▸ **Stored rows**
━━━━━━━━━━━━━━━━━━━━━━━━━━━━━━

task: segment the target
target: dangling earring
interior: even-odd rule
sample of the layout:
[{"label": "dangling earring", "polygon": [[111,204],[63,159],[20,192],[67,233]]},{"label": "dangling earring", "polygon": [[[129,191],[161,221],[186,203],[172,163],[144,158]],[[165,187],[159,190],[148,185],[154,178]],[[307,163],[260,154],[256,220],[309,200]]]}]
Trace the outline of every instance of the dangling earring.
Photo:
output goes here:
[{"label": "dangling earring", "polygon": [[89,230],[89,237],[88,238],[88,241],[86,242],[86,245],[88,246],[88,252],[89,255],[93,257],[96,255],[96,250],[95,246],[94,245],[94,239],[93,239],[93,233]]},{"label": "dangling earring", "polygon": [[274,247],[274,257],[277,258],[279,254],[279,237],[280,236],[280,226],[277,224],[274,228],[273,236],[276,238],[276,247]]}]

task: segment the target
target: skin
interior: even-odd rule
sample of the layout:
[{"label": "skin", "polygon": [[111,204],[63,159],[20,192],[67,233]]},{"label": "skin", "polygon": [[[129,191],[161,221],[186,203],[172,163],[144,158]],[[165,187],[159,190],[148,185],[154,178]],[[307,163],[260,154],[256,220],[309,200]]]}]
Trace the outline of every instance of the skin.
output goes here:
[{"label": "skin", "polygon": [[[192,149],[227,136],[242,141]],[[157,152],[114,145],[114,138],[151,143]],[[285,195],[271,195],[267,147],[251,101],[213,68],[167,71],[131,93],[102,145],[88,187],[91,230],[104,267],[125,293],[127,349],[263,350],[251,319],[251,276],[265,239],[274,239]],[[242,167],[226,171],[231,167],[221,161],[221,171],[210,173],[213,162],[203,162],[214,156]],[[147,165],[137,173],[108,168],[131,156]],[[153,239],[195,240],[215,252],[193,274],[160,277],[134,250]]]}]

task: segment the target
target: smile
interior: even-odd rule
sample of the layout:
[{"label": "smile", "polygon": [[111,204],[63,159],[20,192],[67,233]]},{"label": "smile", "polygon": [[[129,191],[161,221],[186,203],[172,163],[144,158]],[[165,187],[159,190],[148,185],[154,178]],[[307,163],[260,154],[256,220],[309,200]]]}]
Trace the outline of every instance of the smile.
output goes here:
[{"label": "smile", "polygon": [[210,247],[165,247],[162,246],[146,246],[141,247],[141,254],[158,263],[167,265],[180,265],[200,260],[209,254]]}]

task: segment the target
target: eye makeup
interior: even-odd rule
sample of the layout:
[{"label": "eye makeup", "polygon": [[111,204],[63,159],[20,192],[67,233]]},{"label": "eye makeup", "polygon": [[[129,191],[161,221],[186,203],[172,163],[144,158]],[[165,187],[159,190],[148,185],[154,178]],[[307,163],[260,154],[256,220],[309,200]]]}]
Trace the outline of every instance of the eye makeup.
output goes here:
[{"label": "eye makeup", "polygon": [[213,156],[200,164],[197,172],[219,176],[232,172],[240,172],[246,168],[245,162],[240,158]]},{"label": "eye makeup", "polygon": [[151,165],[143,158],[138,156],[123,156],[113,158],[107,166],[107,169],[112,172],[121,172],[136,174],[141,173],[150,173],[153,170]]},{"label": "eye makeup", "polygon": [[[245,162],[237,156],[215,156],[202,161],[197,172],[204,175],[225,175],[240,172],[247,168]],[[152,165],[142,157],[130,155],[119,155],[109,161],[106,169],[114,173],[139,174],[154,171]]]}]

━━━━━━━━━━━━━━━━━━━━━━━━━━━━━━

▸ **What this task involves**
Collect every line above that contains the word "outline" and copy each one out in full.

▸ **Solution**
Trace the outline of every instance of the dangling earring.
Trace the outline of every instance of the skin.
Trace the outline of every instance of the smile.
Trace the outline of every instance of the eye makeup.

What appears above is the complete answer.